**REQUIRED WORK**
Copy every line of the data that contains the string "bank".

★ ★ ★ ★ ★ ★ ★

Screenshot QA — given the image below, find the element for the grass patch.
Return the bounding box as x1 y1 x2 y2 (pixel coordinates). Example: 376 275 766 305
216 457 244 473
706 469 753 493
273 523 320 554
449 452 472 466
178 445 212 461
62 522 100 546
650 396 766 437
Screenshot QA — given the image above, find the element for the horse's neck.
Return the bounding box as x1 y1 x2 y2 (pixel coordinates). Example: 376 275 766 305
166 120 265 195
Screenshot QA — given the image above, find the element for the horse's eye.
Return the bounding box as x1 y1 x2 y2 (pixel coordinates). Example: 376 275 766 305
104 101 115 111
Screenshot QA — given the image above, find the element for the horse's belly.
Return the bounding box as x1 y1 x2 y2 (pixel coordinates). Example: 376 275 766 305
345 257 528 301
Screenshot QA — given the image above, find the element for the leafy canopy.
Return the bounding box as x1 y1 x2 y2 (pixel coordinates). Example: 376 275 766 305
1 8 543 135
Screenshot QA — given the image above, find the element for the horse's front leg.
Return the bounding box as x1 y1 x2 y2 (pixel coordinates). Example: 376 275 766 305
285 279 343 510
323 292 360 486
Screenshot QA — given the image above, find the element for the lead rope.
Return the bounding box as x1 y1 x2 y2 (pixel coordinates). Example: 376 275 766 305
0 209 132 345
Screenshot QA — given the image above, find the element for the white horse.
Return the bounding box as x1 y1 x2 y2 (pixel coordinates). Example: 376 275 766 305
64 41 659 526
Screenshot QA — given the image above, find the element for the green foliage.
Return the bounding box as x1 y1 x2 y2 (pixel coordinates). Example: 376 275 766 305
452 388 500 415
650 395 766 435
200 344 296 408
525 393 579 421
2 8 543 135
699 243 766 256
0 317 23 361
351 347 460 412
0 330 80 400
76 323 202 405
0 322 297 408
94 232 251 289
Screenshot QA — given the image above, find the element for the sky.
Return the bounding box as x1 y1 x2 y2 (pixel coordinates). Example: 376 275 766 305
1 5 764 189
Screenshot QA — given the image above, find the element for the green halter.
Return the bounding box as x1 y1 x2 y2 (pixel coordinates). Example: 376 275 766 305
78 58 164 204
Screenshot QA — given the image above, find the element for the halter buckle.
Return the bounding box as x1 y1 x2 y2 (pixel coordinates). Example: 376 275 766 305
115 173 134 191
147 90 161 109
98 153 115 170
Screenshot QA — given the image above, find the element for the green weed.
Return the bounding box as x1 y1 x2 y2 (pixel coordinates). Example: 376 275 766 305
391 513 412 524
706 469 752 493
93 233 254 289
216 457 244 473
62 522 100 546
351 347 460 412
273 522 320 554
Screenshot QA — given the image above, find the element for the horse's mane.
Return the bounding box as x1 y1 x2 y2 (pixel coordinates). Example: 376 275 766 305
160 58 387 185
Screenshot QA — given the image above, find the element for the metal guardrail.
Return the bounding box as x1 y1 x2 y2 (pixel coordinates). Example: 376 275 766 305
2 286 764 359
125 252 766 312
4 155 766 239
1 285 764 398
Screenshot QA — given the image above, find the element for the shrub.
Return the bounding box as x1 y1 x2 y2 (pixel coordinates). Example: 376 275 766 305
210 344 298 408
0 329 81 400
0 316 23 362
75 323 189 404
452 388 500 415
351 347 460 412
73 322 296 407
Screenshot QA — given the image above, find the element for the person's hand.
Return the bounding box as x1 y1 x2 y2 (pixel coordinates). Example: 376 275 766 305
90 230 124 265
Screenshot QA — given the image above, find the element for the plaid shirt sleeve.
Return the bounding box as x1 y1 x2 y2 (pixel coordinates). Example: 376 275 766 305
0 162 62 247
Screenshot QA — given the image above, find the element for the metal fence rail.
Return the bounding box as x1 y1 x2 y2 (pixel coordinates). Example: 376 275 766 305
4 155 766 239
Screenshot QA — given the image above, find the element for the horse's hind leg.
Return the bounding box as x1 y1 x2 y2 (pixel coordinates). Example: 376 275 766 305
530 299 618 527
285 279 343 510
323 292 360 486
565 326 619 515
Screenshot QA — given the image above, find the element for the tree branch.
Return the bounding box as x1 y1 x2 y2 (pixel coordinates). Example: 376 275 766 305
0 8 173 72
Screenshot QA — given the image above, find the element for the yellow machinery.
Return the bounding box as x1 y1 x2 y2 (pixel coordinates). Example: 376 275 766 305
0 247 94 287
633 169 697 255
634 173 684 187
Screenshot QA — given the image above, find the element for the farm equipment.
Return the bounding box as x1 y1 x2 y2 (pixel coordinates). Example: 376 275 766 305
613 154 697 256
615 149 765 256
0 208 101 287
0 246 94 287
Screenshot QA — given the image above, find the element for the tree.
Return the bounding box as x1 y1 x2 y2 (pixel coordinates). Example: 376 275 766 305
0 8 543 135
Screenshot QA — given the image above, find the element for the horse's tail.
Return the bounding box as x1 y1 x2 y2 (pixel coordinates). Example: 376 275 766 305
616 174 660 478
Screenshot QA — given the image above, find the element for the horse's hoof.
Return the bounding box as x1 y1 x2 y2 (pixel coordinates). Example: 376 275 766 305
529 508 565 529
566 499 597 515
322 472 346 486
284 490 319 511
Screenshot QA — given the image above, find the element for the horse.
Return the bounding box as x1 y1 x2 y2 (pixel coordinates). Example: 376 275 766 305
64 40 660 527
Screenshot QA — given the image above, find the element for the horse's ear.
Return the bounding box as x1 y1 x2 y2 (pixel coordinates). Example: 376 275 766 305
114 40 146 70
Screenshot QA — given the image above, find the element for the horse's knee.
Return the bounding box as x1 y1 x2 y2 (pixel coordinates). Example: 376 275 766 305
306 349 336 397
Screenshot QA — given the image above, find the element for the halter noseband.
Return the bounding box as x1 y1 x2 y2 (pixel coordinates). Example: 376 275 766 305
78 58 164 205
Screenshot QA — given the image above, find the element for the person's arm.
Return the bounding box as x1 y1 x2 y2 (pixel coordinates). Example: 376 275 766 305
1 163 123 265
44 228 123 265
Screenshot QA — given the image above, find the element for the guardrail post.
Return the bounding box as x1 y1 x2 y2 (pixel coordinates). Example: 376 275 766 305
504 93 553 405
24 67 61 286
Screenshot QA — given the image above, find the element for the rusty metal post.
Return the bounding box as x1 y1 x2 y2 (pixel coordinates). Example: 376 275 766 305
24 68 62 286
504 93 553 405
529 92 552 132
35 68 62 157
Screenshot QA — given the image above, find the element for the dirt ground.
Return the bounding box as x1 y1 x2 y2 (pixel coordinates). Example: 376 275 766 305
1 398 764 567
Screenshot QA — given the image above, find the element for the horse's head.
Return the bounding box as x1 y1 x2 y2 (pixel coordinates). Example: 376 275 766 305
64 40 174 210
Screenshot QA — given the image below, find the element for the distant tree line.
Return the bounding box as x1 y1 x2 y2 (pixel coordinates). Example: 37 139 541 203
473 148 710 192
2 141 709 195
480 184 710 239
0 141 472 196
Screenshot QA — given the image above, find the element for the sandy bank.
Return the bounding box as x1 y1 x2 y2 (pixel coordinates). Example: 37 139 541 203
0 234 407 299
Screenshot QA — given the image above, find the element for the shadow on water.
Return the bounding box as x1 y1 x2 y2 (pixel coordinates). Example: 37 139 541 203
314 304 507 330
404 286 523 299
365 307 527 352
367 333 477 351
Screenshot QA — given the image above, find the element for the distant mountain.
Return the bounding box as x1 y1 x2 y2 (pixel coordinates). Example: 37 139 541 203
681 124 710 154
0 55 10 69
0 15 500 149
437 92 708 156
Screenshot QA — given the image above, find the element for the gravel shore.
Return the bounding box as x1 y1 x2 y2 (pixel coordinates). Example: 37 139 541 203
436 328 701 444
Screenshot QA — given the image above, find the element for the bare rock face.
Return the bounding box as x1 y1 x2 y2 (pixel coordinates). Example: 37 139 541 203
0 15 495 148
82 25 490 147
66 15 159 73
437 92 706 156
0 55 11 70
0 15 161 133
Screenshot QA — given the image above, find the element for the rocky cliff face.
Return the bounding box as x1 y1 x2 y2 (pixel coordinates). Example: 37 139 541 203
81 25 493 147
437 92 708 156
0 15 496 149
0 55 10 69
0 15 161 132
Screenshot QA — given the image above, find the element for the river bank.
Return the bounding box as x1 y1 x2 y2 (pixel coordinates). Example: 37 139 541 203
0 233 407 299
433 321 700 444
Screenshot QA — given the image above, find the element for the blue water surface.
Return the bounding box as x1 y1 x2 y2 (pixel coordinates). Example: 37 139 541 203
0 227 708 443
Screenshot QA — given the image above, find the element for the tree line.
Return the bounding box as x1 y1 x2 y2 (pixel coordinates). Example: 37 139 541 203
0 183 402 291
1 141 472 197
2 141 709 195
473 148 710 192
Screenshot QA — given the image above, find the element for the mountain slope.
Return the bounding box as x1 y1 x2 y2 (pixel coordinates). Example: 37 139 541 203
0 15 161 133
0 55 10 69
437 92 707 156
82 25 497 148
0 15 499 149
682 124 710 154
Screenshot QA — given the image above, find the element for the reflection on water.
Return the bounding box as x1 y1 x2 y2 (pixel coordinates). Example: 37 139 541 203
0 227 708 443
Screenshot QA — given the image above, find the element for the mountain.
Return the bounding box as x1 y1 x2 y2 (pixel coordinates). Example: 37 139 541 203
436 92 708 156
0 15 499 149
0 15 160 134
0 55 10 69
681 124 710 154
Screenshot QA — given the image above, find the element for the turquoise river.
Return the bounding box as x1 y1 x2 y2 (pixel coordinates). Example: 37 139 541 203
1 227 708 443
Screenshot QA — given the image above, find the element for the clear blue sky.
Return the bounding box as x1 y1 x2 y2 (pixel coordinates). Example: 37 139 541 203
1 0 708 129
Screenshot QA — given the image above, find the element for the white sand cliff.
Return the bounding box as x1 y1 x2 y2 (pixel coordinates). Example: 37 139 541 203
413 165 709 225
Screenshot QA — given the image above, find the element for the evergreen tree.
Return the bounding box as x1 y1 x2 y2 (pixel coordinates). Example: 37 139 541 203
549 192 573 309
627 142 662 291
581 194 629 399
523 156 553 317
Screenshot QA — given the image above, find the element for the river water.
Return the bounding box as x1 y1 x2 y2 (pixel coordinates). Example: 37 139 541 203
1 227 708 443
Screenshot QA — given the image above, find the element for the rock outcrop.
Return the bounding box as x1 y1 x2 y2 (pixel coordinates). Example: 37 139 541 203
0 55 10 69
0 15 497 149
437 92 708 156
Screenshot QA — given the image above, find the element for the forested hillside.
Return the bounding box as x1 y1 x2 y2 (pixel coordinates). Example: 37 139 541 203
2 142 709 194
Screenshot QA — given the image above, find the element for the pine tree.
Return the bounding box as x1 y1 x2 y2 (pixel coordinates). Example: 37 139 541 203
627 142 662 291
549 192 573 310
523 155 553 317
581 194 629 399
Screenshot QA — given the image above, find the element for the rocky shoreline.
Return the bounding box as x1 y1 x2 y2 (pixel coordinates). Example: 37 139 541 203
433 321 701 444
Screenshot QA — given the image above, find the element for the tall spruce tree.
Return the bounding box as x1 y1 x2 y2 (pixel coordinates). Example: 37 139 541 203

★ ★ ★ ★ ★ ★ ★

**EXERCISE ANSWER**
Screenshot QA — given the image above, find the element for the sandy bank.
Screenshot QA — given the image above, find the element for the river bank.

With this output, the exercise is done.